TEXT:
──────────

The U.S. Federal Reserve are still divided on whether or not to increase interest rates, as some permanent members who are voting continue to be wary against supporting an immediate hike in the run-up to their policy meeting later this month.
Based on a series of hawkish speeches from the fed, financial markets are already pricing towards a more likely scenario of a rate hike on September 21. The speech of Boston Federal Reserve President Eric Rosengren increased the odds of an increased rate to 30 percent in September up from 24 percent before he spoke on the matter.
Before that, remarks from Federal Reserve Governor Daniel Tarullo had the probability down to 20 percent.
According to Tarullo, he would want to see more evidence of sustainable improvements to help the Fed reach its 2 percent inflation target before he could recommend to raise rates. His rhetoric put a damper on investor expectations for the Central Bank to increase rates in the upcoming meeting on September 20-21.

──────────

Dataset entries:

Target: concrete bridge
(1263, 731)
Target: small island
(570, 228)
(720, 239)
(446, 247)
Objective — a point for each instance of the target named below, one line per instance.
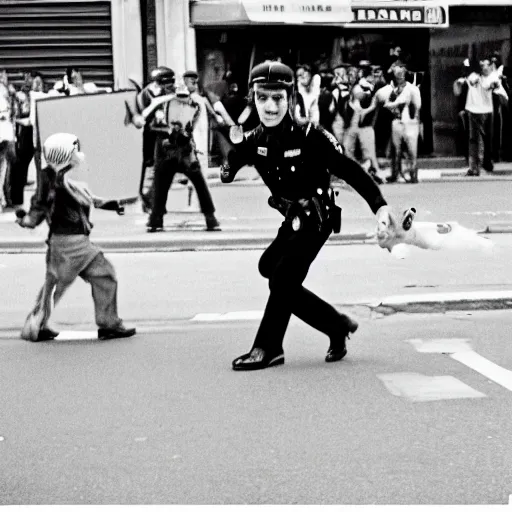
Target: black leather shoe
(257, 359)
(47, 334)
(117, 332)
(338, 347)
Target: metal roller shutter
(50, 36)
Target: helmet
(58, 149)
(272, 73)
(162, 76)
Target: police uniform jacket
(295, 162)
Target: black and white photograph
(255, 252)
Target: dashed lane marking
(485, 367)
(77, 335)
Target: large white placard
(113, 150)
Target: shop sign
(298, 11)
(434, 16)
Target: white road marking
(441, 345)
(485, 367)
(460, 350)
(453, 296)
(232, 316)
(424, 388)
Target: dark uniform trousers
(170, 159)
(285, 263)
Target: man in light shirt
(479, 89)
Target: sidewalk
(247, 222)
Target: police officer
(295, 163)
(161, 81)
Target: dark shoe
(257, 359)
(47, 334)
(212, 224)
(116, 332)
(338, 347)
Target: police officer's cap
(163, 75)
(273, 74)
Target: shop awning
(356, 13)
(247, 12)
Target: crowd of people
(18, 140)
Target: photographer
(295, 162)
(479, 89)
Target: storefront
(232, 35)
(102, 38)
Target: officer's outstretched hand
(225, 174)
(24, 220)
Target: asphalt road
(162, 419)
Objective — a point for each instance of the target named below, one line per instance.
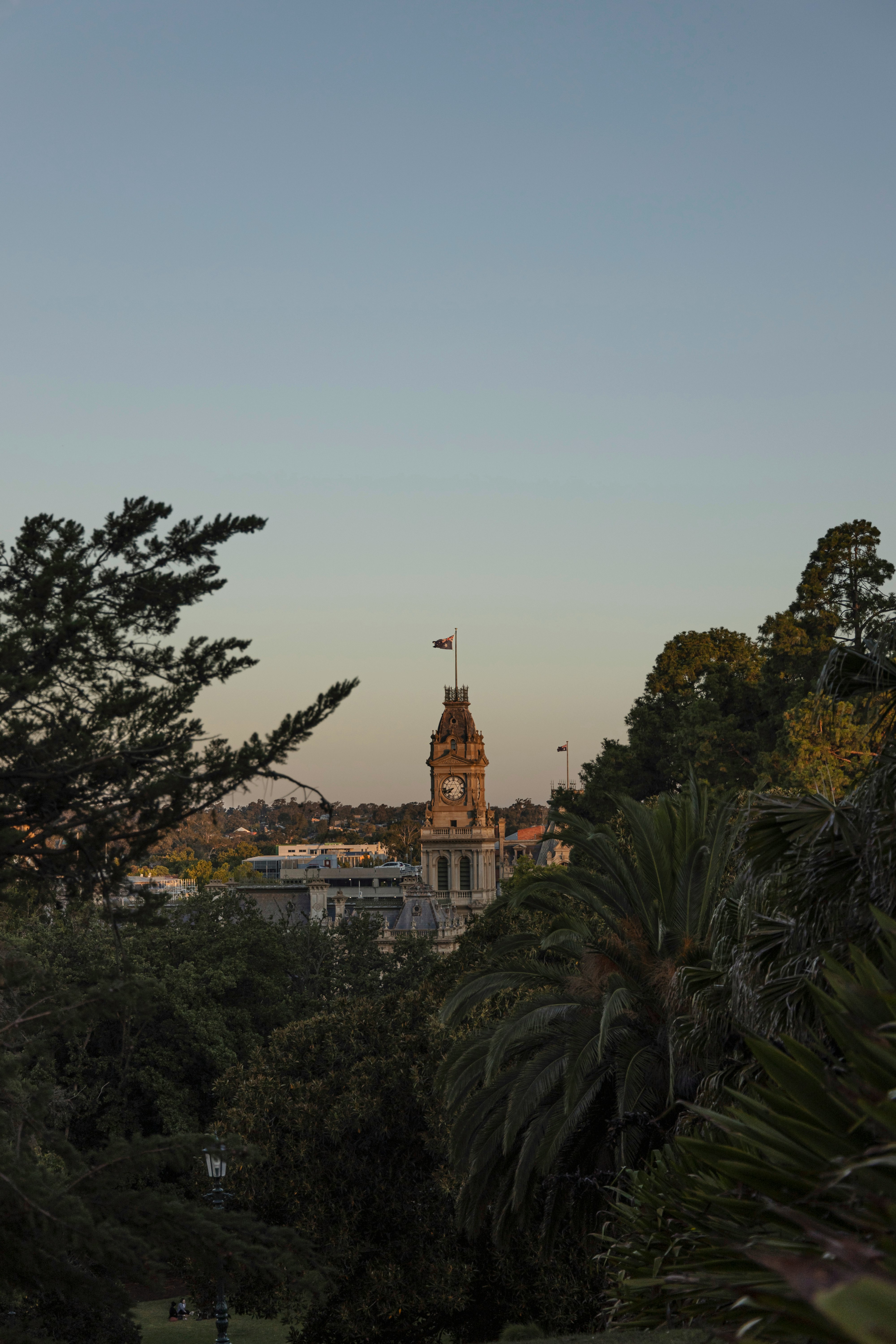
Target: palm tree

──────────

COMPLETE THE FOLLOWING:
1) According to the Federal Reserve text, to what level did Eric Rosengren's speech raise the odds of a September rate increase?
2) List every percentage figure that appears in the Federal Reserve text.

SOLUTIONS BY TASK:
1) 30 percent, up from 24 percent.

2) 30 percent, 24 percent, 20 percent, 2 percent